» **GEGEVEN TEKST**:

________________

Onderwijs op afstand en thuisonderwijs

In het perspectief van de leerplicht waren tot aan het moment van sluiting van de scholen begrippen als ‘afstandsonderwijs’ en ‘thuisonderwijs’ nogal beladen. Met thuis- of huisonderwijs kan immers sinds de komst van de huidige leerplichtwet in 1969 niet meer aan de verplichtingen uit die wet worden voldaan. Wie zijn kinderen niet naar school stuurt en zelf thuisonderwijs geeft of voor hen afstandsonderwijs organiseert zonder van de verplichtingen uit de leerplichtwet te zijn vrijgesteld is in overtreding. Dat er nu onder de Coronamaatregelen toch vanaf officiële zijde wordt aangestuurd op onderwijs thuis en op afstandsonderwijs is ongekend. Dat laatste niet in het minst omdat er bovendien wordt aangestuurd op zorg voor kinderen die wegens het ontbreken van een laptop of internet geen afstandsonderwijs kunnen volgen. Die zorg is er ook voor kinderen voor wie thuis geen veilige basis is voor het ontvangen van onderwijs of voor kinderen die er niet op kunnen rekenen dat hun ouders hun met het schoolwerk thuis kunnen helpen.

Tegen de achtergrond van die plotselinge omslag verschijnen er nu in de landelijke pers rapportages over leerplichtambtenaren die langs gaan bij leerlingen met wie de school in het kader van het door hen georganiseerde afstandsonderwijs geen contact kan krijgen. In die rol treedt de leerplichtambtenaar echter niet op als handhaver van de leerplichtwet, maar als uitvoerder van een andere in de leerplichtwet aan hem gegeven opdracht. Volgens die opdracht moet de leerplichtambtenaar samenwerken met andere diensten en instellingen die werkzaam zijn op het terrein van jeugdzorg, maatschappelijk welzijn en veiligheid.

________________

» **INHOUD GEGEVENS**:
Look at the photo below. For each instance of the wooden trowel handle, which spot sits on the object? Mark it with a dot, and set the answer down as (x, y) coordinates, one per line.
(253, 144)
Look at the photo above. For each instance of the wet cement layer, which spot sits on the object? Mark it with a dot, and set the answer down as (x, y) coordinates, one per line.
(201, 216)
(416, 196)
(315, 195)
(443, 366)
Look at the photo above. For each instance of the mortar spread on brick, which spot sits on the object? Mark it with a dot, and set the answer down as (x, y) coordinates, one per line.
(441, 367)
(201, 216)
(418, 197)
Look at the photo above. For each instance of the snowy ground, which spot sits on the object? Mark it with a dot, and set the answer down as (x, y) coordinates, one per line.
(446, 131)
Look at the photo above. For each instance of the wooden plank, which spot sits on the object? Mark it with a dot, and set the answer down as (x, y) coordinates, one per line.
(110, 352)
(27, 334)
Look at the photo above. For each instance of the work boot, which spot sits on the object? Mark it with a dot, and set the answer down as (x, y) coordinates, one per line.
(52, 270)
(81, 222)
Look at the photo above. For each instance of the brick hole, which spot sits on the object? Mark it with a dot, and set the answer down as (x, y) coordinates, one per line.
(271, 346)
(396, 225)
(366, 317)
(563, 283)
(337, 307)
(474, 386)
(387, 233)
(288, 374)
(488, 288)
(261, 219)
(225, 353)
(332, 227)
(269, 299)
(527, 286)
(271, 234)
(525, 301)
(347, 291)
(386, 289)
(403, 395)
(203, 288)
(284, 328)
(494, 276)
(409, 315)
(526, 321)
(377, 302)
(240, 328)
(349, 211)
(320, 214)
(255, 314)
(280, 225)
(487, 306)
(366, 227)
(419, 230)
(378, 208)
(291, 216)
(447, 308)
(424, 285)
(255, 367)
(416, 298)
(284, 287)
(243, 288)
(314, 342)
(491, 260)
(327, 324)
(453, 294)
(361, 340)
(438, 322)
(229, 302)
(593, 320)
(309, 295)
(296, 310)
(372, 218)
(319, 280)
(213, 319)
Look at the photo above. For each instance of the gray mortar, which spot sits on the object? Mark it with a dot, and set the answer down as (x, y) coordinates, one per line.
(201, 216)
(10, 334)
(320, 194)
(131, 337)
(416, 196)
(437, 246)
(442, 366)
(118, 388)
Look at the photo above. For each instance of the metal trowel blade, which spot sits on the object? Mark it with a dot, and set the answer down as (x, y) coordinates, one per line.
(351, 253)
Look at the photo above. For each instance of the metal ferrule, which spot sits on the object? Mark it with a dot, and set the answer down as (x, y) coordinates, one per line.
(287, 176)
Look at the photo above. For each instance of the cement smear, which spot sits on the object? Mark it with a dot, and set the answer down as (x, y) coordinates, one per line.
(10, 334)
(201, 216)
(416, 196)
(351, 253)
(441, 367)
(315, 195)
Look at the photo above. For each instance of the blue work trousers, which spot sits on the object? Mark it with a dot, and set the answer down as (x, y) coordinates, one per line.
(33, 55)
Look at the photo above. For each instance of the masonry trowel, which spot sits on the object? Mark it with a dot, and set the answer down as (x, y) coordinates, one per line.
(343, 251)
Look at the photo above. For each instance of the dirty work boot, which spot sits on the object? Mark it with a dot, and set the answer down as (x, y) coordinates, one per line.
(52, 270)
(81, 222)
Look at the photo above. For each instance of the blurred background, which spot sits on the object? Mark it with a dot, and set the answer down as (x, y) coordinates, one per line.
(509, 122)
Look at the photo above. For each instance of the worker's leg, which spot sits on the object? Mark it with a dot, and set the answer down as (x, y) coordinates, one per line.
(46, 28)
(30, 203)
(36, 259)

________________

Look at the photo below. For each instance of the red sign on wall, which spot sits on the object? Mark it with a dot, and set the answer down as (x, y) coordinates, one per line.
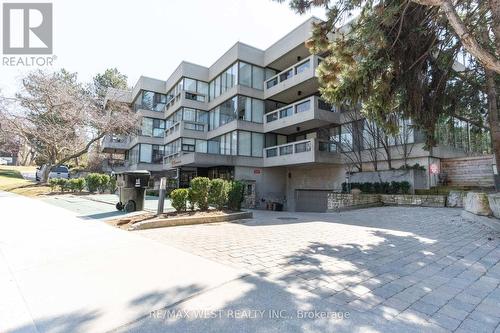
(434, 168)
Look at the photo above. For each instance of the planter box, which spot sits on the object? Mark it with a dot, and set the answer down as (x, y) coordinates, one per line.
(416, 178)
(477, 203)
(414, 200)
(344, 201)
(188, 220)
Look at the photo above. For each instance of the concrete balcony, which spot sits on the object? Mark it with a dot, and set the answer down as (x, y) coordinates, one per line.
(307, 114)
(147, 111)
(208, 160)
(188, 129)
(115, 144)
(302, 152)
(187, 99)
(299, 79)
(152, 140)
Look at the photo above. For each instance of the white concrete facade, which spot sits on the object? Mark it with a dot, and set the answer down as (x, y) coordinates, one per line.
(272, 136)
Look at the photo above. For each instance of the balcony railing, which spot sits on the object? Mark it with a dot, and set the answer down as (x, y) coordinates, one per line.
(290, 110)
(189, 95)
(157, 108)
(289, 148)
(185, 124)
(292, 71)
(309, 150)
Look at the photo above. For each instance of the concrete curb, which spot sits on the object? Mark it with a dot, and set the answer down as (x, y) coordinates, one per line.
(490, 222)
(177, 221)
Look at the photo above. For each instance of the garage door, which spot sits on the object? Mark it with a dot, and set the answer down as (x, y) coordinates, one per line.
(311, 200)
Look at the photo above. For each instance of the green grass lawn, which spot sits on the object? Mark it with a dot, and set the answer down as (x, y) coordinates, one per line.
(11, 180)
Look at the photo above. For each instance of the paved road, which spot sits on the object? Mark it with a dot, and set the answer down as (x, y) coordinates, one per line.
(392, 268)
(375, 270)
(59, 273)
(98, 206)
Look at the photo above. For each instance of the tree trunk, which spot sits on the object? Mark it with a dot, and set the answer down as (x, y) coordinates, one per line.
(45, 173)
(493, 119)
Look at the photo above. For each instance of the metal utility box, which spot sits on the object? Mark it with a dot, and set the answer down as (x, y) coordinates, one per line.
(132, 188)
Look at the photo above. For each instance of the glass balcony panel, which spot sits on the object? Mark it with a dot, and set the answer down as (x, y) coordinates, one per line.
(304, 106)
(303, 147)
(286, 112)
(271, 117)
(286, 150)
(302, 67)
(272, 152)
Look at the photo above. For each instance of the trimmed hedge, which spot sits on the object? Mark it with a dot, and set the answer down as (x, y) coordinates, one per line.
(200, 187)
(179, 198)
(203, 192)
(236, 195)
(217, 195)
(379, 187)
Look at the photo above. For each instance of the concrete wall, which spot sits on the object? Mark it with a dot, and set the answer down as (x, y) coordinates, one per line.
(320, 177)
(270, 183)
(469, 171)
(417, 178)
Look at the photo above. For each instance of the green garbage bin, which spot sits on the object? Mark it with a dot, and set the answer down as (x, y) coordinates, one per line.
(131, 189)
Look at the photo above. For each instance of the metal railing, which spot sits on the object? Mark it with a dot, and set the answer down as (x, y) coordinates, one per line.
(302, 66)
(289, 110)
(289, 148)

________________

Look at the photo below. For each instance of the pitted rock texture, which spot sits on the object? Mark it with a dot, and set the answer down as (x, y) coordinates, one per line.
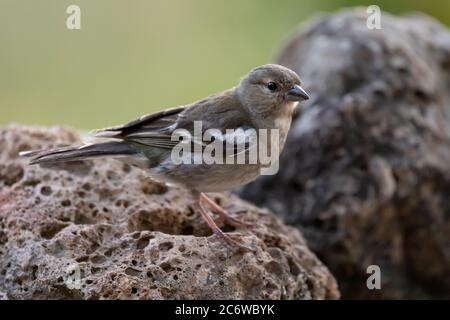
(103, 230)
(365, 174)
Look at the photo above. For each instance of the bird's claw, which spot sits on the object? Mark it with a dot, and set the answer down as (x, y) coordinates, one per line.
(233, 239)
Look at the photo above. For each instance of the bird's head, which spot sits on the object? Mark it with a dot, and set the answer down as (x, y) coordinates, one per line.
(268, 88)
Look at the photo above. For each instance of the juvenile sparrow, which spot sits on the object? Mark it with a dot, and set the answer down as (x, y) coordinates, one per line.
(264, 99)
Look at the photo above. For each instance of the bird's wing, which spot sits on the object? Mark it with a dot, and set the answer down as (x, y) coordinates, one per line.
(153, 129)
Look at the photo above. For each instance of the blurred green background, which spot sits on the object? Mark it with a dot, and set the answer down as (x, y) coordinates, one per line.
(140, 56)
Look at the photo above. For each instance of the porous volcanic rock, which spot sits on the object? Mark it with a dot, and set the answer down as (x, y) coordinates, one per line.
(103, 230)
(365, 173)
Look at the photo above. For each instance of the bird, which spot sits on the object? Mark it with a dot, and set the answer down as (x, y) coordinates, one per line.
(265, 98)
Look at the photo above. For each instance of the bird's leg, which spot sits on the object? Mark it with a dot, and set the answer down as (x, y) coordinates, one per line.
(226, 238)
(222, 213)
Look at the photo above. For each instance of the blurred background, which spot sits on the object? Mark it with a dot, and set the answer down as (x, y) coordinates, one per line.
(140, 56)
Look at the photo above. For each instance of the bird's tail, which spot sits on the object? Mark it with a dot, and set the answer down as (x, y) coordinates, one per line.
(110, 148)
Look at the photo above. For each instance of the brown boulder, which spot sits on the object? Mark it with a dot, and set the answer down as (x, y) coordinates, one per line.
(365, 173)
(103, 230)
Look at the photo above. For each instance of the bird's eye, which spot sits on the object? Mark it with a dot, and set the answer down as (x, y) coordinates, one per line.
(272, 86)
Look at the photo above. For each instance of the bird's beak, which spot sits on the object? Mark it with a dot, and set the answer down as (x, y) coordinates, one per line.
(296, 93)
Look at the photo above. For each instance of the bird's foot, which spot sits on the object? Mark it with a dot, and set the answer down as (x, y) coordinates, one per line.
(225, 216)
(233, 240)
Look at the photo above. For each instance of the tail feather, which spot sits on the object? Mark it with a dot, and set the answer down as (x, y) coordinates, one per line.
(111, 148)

________________

» **OPDRACHTEN**:
1/ Neem de tekst over thuisonderwijs over van "Tegen de achtergrond" helemaal tot en met "welzijn en veiligheid." en zet daarin "regionale pers" in plaats van "landelijke pers".
2/ Zeg bij elke bewering of de tekst over thuisonderwijs haar bevestigt: ja of nee, met de woorden uit die tekst die de doorslag geven, letterlijk geciteerd.
(a) Sinds de leerplichtwet van 1969 kan met thuisonderwijs aan de verplichtingen uit die wet worden voldaan.
(b) Bij bezoeken aan onbereikbare leerlingen treedt de leerplichtambtenaar op als handhaver van de leerplichtwet.
(c) De leerplichtambtenaar moet samenwerken met diensten die werkzaam zijn op het terrein van jeugdzorg.

» **ANTWOORDEN**:
1/
Tegen de achtergrond van die plotselinge omslag verschijnen er nu in de regionale pers rapportages over leerplichtambtenaren die langs gaan bij leerlingen met wie de school in het kader van het door hen georganiseerde afstandsonderwijs geen contact kan krijgen. In die rol treedt de leerplichtambtenaar echter niet op als handhaver van de leerplichtwet, maar als uitvoerder van een andere in de leerplichtwet aan hem gegeven opdracht. Volgens die opdracht moet de leerplichtambtenaar samenwerken met andere diensten en instellingen die werkzaam zijn op het terrein van jeugdzorg, maatschappelijk welzijn en veiligheid.

2/
(a) Nee: "Met thuis- of huisonderwijs kan immers sinds de komst van de huidige leerplichtwet in 1969 niet meer aan de verplichtingen uit die wet worden voldaan."
(b) Nee: "In die rol treedt de leerplichtambtenaar echter niet op als handhaver van de leerplichtwet"
(c) Ja: "moet de leerplichtambtenaar samenwerken met andere diensten en instellingen die werkzaam zijn op het terrein van jeugdzorg, maatschappelijk welzijn en veiligheid."